-- Aim of the task --
Search the records below for the line containing "Note: for every instance of the watch". Output that line and all later lines exactly; output nothing else.

(Referring expression data)
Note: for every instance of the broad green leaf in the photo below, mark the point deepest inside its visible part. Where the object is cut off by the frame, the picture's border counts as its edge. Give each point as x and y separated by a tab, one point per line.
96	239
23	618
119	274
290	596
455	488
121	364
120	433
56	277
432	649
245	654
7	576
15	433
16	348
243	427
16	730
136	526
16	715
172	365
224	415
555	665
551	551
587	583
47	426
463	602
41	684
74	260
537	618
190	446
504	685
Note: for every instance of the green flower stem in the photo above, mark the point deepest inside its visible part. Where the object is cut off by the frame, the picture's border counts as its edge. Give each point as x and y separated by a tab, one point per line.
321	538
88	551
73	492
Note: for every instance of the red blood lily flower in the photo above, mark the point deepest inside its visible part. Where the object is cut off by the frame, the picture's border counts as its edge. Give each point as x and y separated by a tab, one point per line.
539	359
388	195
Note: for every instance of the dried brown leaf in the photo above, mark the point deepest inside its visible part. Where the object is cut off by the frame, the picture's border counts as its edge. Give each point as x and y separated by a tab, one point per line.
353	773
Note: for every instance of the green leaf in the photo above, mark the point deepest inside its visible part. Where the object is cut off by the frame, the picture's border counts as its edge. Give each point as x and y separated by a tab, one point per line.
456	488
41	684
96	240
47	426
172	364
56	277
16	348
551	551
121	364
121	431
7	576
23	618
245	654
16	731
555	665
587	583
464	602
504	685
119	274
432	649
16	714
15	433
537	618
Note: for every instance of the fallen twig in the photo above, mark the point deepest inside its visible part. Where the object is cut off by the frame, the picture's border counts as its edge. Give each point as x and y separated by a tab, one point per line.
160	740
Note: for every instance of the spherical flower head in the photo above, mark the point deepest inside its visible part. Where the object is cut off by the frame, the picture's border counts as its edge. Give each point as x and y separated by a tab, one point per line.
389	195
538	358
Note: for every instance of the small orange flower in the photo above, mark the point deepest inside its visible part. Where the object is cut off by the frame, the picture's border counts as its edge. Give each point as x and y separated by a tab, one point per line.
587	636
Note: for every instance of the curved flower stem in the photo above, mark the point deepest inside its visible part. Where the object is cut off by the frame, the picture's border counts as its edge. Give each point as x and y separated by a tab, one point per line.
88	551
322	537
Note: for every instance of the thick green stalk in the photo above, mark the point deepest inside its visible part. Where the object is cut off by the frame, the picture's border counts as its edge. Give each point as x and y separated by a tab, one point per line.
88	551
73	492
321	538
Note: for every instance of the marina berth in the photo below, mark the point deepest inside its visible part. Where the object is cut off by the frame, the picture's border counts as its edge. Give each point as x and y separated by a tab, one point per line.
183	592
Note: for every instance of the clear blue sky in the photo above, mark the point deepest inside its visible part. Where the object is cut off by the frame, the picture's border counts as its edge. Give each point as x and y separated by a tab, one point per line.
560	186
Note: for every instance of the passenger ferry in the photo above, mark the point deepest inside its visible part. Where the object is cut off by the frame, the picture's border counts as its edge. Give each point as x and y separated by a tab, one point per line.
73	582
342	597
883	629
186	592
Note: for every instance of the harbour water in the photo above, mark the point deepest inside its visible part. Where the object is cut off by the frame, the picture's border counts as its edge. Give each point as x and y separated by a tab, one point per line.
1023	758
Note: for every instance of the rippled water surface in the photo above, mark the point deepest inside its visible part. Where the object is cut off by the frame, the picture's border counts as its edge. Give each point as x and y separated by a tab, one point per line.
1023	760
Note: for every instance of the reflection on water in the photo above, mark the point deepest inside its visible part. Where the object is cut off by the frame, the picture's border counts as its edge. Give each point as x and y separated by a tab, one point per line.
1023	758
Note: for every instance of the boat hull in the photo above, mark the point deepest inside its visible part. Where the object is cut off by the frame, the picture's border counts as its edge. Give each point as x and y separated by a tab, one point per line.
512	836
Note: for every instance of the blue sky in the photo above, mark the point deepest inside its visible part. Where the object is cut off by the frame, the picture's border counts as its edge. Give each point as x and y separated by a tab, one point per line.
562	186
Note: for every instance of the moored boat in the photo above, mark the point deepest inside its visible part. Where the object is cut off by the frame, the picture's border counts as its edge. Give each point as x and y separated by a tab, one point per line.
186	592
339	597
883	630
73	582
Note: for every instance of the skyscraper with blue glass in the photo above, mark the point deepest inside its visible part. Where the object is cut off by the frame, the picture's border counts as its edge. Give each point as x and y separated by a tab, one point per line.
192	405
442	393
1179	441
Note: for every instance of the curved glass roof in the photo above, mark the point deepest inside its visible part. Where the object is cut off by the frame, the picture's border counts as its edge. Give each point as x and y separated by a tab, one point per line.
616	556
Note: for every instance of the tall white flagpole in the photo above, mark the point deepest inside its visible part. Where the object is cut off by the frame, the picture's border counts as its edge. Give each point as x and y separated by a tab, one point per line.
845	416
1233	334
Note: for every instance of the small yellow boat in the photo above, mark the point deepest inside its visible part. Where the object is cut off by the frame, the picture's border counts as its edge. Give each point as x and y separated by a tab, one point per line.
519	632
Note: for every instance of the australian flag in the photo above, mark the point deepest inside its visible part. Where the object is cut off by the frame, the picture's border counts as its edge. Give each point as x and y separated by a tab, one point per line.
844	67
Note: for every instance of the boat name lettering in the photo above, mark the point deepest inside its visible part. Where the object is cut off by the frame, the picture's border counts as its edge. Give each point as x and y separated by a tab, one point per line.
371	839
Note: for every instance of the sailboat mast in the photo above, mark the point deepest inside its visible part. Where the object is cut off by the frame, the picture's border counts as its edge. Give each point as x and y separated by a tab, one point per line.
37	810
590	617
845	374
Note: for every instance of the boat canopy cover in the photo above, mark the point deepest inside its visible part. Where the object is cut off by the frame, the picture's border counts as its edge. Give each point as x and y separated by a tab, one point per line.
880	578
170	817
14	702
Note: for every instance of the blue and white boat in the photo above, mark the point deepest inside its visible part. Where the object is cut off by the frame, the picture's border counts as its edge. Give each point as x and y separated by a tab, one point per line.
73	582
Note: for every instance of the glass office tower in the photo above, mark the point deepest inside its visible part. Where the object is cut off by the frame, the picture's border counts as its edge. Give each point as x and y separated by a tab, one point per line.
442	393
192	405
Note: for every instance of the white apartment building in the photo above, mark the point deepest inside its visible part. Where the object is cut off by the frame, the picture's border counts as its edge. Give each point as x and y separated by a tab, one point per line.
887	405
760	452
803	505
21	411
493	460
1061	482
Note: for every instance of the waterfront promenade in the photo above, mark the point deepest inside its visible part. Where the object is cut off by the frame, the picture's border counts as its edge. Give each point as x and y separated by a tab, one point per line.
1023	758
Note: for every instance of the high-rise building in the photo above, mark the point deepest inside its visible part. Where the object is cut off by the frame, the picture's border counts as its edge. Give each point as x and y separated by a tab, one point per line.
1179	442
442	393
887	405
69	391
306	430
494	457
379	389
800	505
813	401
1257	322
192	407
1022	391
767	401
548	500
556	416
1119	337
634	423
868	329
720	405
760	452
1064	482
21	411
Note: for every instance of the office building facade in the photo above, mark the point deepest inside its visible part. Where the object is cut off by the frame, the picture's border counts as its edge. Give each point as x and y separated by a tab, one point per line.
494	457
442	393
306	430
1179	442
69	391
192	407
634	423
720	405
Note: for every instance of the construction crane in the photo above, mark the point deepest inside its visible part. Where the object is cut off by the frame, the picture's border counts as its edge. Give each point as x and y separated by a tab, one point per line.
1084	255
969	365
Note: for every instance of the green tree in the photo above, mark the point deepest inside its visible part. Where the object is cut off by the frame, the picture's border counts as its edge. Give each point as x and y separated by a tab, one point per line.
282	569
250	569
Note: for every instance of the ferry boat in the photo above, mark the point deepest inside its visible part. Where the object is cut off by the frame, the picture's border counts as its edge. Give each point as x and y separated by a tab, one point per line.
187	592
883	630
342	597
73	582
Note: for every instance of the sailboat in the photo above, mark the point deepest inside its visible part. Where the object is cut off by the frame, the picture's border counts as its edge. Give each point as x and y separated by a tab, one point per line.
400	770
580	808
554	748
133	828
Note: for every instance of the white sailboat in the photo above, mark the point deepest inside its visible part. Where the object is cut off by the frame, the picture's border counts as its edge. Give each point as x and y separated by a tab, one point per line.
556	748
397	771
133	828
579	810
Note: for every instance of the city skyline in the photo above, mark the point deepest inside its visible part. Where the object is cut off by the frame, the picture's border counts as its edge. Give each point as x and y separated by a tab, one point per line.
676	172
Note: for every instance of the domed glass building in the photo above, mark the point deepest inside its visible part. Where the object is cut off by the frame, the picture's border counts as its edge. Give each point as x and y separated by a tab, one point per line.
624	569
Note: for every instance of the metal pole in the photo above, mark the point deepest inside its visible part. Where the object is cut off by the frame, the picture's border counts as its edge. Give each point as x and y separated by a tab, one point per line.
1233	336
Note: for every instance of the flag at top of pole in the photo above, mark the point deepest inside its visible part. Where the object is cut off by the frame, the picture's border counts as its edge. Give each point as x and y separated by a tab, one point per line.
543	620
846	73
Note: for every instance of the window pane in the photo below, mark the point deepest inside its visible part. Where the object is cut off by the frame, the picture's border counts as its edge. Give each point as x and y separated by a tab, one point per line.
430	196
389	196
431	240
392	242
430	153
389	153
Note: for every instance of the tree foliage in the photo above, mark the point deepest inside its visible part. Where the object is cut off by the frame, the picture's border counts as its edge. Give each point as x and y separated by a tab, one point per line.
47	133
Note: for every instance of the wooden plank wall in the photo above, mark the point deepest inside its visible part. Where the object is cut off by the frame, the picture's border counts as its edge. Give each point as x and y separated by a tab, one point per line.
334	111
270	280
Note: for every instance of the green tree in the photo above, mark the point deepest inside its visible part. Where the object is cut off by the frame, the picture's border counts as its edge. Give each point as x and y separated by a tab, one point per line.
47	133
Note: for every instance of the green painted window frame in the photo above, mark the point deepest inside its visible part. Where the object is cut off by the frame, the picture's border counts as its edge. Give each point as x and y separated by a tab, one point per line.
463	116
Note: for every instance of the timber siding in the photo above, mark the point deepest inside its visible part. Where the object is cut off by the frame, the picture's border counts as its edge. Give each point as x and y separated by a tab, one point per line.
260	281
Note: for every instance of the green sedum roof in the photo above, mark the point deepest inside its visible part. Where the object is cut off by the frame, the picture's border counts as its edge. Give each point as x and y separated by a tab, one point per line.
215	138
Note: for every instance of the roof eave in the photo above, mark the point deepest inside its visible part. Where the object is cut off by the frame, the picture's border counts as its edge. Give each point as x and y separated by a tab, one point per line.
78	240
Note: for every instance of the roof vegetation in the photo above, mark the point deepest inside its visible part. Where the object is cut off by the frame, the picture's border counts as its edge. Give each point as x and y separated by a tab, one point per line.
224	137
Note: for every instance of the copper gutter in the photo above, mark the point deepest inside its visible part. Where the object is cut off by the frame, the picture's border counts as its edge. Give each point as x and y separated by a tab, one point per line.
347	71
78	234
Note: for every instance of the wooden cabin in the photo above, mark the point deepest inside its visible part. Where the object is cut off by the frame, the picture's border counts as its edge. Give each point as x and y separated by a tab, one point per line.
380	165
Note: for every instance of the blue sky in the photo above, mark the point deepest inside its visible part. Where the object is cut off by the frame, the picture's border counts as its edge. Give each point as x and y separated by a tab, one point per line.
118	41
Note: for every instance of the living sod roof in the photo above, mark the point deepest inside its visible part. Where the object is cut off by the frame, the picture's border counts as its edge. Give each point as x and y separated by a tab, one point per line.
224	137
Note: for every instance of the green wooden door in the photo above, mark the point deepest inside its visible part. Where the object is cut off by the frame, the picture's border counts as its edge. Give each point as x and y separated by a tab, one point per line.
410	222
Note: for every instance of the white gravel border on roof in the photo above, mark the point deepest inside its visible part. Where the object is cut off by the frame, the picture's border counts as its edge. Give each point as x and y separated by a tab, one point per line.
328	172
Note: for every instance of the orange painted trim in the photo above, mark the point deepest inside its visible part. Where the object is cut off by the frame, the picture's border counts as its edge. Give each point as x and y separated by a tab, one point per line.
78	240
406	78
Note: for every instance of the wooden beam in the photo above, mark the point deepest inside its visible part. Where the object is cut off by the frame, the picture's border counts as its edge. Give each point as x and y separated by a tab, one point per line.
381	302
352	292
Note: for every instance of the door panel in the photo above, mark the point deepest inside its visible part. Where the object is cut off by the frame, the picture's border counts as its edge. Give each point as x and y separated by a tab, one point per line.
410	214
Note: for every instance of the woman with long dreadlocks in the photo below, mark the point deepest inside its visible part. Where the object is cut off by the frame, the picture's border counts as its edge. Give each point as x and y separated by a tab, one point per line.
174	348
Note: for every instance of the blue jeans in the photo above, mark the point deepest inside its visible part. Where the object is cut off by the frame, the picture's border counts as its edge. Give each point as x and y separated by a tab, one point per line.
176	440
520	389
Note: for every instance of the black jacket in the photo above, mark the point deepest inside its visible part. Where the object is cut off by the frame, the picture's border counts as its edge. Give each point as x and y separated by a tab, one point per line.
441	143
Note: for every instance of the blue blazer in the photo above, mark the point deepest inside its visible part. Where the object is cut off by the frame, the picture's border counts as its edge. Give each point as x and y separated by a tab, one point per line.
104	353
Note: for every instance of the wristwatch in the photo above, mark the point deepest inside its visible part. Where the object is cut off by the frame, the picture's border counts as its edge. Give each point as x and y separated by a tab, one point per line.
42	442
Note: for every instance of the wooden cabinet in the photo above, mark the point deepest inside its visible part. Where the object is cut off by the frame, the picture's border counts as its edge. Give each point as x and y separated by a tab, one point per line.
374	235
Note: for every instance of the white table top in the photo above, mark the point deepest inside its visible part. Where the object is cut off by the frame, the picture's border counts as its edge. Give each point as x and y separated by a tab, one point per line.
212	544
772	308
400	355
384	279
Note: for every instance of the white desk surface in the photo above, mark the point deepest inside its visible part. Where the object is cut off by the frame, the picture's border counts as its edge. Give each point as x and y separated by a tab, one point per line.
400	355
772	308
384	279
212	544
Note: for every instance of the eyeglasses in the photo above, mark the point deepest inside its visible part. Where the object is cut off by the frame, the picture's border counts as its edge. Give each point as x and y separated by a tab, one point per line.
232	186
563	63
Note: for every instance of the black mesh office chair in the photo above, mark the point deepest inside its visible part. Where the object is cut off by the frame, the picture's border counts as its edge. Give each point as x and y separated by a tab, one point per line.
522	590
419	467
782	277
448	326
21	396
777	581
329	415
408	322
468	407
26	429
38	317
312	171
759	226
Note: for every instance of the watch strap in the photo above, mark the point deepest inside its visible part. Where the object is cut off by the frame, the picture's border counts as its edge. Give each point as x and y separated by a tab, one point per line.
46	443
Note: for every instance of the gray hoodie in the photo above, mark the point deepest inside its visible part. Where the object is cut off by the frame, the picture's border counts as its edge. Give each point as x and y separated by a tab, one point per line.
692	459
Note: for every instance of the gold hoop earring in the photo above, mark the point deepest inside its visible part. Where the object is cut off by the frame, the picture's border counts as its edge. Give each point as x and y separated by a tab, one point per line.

-- Output for this exercise --
Note: for every instance of the watch strap in the photo above, mark the point deepest inside its visible part. Where the object is cut off by the frame, the picture's border counts as its edge. Give each point as x and y separated by a tab, one point per line.
46	443
Note: for every instance of the gray hoodie in the photo above, mark the point deepest inside its visible part. Where the object is cut off by the frame, the picture's border counts as its edge. Give each point as x and y separated by a tab, one point per line.
692	459
Note: for every instance of the gold hoop earring in the photo above, mark the point deepest inside its visible part. Where the object is cut off by the frame, the picture's border counts as its edge. Give each point as x and y separated by a tab, one point per line.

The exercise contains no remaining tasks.